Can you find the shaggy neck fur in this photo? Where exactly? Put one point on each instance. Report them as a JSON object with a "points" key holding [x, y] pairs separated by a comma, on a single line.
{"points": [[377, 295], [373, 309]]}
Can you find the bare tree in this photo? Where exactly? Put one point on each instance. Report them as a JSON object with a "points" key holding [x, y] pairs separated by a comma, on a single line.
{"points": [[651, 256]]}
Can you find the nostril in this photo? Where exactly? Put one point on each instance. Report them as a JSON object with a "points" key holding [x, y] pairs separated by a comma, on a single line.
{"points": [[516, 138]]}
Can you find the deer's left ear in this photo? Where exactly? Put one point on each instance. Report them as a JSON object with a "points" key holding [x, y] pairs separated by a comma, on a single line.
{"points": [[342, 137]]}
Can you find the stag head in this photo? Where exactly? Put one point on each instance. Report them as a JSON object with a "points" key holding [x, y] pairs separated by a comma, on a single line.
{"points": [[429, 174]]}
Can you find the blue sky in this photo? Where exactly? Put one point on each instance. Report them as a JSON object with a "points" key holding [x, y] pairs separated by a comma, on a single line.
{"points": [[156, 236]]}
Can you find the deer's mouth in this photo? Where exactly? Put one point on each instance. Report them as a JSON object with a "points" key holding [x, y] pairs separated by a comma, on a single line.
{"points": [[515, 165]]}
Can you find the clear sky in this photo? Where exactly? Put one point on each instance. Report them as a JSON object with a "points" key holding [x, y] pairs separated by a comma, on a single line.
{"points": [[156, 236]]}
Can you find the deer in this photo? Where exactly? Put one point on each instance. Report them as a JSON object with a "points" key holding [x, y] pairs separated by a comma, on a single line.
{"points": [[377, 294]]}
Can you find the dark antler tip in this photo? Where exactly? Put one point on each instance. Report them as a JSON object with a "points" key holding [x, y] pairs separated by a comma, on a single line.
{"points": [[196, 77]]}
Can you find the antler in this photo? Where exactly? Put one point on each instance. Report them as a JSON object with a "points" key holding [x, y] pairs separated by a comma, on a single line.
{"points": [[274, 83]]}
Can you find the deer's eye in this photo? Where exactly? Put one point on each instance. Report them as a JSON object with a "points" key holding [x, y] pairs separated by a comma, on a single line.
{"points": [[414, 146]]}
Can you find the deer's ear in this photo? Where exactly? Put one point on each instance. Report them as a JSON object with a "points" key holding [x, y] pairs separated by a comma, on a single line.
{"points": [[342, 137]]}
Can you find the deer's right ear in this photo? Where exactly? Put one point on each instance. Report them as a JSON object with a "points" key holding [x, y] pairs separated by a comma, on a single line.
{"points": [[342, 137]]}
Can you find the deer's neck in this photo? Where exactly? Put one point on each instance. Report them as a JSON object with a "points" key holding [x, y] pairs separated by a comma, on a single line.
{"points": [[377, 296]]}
━━━━━━━━
◆ **Your goal**
Reproduce every item above, character for character.

◆ **Output below**
Can you find the shaggy neck fur in this photo? Where exactly? Put one point on each instance. Report them as a JSON object with a "points" key holding [x, y] pairs separated by a comma, on a single line.
{"points": [[377, 295], [373, 309]]}
Can you find the bare tree in this photo? Where exactly? Put one point on each instance. Report them as a JSON object with a "points" key holding [x, y] pairs separated by a comma, on a single line.
{"points": [[651, 256]]}
Can you find the nostril in this photo? Where exactly? Put one point on each instance. Report them as a JSON object with a "points" key holding [x, y] pairs separated by a comma, on a single line.
{"points": [[516, 138]]}
Can you find the deer's left ear in this photo? Where exactly? Put one point on each instance. Report them as a JSON object with a "points" key holding [x, y] pairs separated by a comma, on a single line.
{"points": [[342, 137]]}
Can you find the stag head in this photo? Where exactly? Put one point on each instance. Report them as a JSON object with a "points" key holding [x, y] pairs separated by a comma, on a single line.
{"points": [[429, 174]]}
Can you find the blue sky in this photo? Where exactly? Put one point on each instance. Report them as a JSON object with a "points" key holding [x, y] pairs separated by a comma, on a single line.
{"points": [[156, 236]]}
Can you find the deer's mouth in this photo? Where exactly? Put one point on each instance. Report them as a JSON object with a "points" key holding [x, y] pairs separated by a comma, on a single line.
{"points": [[515, 165]]}
Can you find the clear sky in this photo? Where exactly? Put one point on each instance. Report them as a JSON object with a "points" key holding [x, y] pairs separated by a comma, on a single line.
{"points": [[156, 236]]}
Can you find the deer in this photo? Where exactly? Put one point on each instance. Report them as a JSON object with a "points" key holding [x, y] pairs separated by a comma, on a single line.
{"points": [[377, 294]]}
Can you find the dark antler tip in this photo? Where exactly? Put one point on each instance. Report them as a JSON object with a "points" key holding [x, y] pairs separated by a comma, on a single line.
{"points": [[196, 77]]}
Can you find the antler in this photo? Where exactly? Put one point on each instance. Report them as a JSON object with a "points" key holding [x, y] pairs separated by a comma, on a single line.
{"points": [[274, 83]]}
Can you find the deer's eye in this photo? Where exactly? Put one point on each instance. Report them as a JSON object with a "points" key holding [x, y] pairs separated by a comma, on a single line.
{"points": [[414, 146]]}
Can you find the deer's ear in this photo? Where exactly? Put one point on each instance. Report them as a JSON object with a "points" key holding [x, y] pairs separated by a comma, on a single line.
{"points": [[342, 137]]}
Can you find the deer's right ear in this photo? Where exactly? Put one point on each instance. Report them as a JSON object with a "points" key holding [x, y] pairs separated by a comma, on a single line.
{"points": [[342, 137]]}
Can you find the deer's neck in this photo? Where exactly? Put one point on each instance. Report them as a JSON object with a "points" key holding [x, y] pairs separated by a comma, on a single line.
{"points": [[377, 296]]}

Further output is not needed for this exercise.